Saved data entries:
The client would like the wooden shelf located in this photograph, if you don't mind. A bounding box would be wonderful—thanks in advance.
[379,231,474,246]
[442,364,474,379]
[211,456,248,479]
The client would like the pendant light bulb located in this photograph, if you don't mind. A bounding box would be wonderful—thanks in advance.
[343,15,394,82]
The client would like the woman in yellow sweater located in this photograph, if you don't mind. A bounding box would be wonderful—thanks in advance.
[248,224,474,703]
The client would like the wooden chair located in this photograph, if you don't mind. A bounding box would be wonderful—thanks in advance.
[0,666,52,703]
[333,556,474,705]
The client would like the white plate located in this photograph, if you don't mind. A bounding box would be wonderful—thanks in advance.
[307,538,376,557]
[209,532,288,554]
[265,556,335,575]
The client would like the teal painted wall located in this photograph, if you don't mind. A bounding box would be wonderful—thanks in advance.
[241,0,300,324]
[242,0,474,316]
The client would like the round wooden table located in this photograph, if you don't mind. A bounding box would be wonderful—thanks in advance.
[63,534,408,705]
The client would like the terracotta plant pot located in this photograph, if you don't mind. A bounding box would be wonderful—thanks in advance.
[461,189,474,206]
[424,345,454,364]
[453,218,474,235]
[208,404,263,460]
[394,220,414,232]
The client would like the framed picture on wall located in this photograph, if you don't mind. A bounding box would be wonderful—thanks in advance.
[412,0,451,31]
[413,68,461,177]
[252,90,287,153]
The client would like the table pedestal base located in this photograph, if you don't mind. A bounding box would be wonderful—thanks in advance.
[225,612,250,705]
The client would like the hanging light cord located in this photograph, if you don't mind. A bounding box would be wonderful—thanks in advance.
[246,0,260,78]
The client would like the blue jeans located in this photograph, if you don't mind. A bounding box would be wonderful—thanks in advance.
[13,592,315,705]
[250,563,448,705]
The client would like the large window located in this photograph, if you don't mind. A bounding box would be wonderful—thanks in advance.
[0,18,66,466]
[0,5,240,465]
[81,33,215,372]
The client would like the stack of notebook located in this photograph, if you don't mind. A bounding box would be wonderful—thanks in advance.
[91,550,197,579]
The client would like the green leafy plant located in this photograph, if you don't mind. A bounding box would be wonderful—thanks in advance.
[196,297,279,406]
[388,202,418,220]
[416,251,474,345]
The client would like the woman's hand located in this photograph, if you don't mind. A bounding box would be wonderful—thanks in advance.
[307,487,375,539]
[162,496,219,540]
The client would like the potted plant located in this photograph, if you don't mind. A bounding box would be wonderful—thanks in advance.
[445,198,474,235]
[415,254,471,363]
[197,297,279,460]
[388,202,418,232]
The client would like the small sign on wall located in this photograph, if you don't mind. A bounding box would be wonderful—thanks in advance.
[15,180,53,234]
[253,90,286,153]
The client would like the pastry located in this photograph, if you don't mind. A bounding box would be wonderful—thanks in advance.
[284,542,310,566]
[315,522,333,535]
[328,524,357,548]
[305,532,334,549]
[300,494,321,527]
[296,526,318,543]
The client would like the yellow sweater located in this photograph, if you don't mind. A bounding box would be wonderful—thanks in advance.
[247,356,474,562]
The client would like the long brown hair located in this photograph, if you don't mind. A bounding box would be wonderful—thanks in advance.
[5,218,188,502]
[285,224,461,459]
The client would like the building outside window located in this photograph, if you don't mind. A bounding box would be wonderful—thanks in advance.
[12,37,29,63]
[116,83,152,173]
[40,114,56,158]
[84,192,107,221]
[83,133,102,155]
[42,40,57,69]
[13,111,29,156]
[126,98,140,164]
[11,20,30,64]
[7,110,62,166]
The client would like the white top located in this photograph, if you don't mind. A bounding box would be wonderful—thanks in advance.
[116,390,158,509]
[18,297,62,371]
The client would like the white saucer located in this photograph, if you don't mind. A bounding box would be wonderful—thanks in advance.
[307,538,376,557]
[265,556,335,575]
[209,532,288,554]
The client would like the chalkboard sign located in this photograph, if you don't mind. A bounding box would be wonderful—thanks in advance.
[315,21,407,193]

Problem to work on>
Once you have read the records above, output each of them verbatim.

Answer to this task>
The client would like the wooden shelf located in this photograph, if you don't mind. A bounding box would be wonderful—thanks in advance.
[379,231,474,246]
[442,364,474,379]
[211,456,248,479]
The client would like the pendant light bulb located in this photograph, if you don't mind. A bounding box would be wonderful—thanks in advance.
[343,15,394,82]
The client would like the woman in yellow sweater located in this photograph, if you don't mind. A bounding box would be wonderful—thanks in advance.
[248,224,474,703]
The client would like the wooden chair located in this photograph, if you don't mind. A bounding box would be wonderful—thanks in advance.
[0,666,52,703]
[333,556,474,705]
The client would like the white plate located in this photograph, if you don't mind. A bounding box would be wonderful—thanks in advance.
[307,538,376,557]
[209,532,288,554]
[265,556,335,575]
The client would like the teal painted wall located in this photograph, if you don't mind. A bounding box would be wonderful—thanks in advance.
[241,0,300,324]
[242,0,474,316]
The client would like the round wooden table located in this photograph, if you don't mind. A bounding box would be wonderful—thanks in advance.
[63,534,408,705]
The client would like the terracotta plant pot located in this photograph, if you don't mind. A bounding box would be wonderful—thanks in advance.
[461,189,474,206]
[424,345,454,364]
[453,218,474,235]
[208,404,263,460]
[394,220,414,232]
The client would like the framed picture on wall located in this photograph, if you don't mind. A bounding box would be wonderful—thanks in advance.
[412,0,451,31]
[413,68,461,177]
[252,90,287,153]
The client would like the table pedestal base located in this photograph, if you don't mind. A bounding box would be wonderful—thanks in advance.
[225,612,250,705]
The client would like the hanging light cord located in this photograph, if you don't mind. A bounding box would be wonderful—thanks in advance.
[246,0,260,78]
The client would like the blue jeans located in this photograph, if you don't mind. A bounding box would be wonderful—thanks in advance.
[13,592,315,705]
[250,563,448,705]
The client would like the large window located in this photograph, if you don't mind. A bounding box would be wonderful—thanks in advance.
[0,18,66,466]
[0,5,240,465]
[81,33,215,372]
The client would like the stack of notebook located in this photograph, if you don't mind. A bounding box would be wonderful—thanks in advance.
[91,550,197,579]
The client would like the green leafy plant located in this photograph, if you don't mind. A bounding box would be wonderful—thanks in advance.
[196,297,279,406]
[388,202,418,220]
[416,251,474,345]
The client would like the woman's hand located in this photograph, if you don't mind. A bounding box would be wonderful—thanks in advance.
[307,487,375,539]
[162,496,219,540]
The client would like the potted plant located in this photograph, if you don't mind. A bounding box would be wonderful—thanks in advance.
[445,198,474,235]
[415,254,471,363]
[197,297,279,460]
[388,202,418,232]
The client would like the small sign on wall located in this photograph, if you don't mind. A bounding box would be wonderful—thanks in advance.
[15,180,53,234]
[253,90,286,153]
The client would like the pastry located in this photograph, if you don't mind. A bounding box would be wonderful—thanks in advance.
[284,542,310,566]
[315,522,333,535]
[328,524,357,548]
[305,532,334,549]
[300,494,321,527]
[296,526,318,543]
The client would like the yellow sweater located in this photograph, if you don't mind. A bounding box would be wonderful—thanks in advance.
[247,356,474,562]
The client would like the long brown hair located in this photograph, if you don't mind. A bounding box would be wonderful—thanks in advance.
[5,218,188,502]
[285,224,461,459]
The client would like the building outside window located in this photograph, if you don't mind. A bounding box would be wonderful—thanks in advance.
[12,37,29,63]
[116,83,152,173]
[40,114,56,158]
[84,192,107,221]
[83,133,102,155]
[42,40,57,69]
[13,111,29,156]
[126,98,140,164]
[11,20,30,64]
[7,110,62,166]
The client would like the white top located in this photograph, if you don't mind. A bounding box would be wonderful—thanks in advance.
[116,390,158,509]
[18,297,62,371]
The client would like the white saucer located in this photograph, if you don't mind. A bounding box would be wonderful—thanks in advance.
[307,538,376,557]
[265,556,335,575]
[209,532,288,554]
The client would like the chalkboard sign located in this photograph, if you don't mind. A bounding box would be wonderful—thanks in advance.
[315,21,407,193]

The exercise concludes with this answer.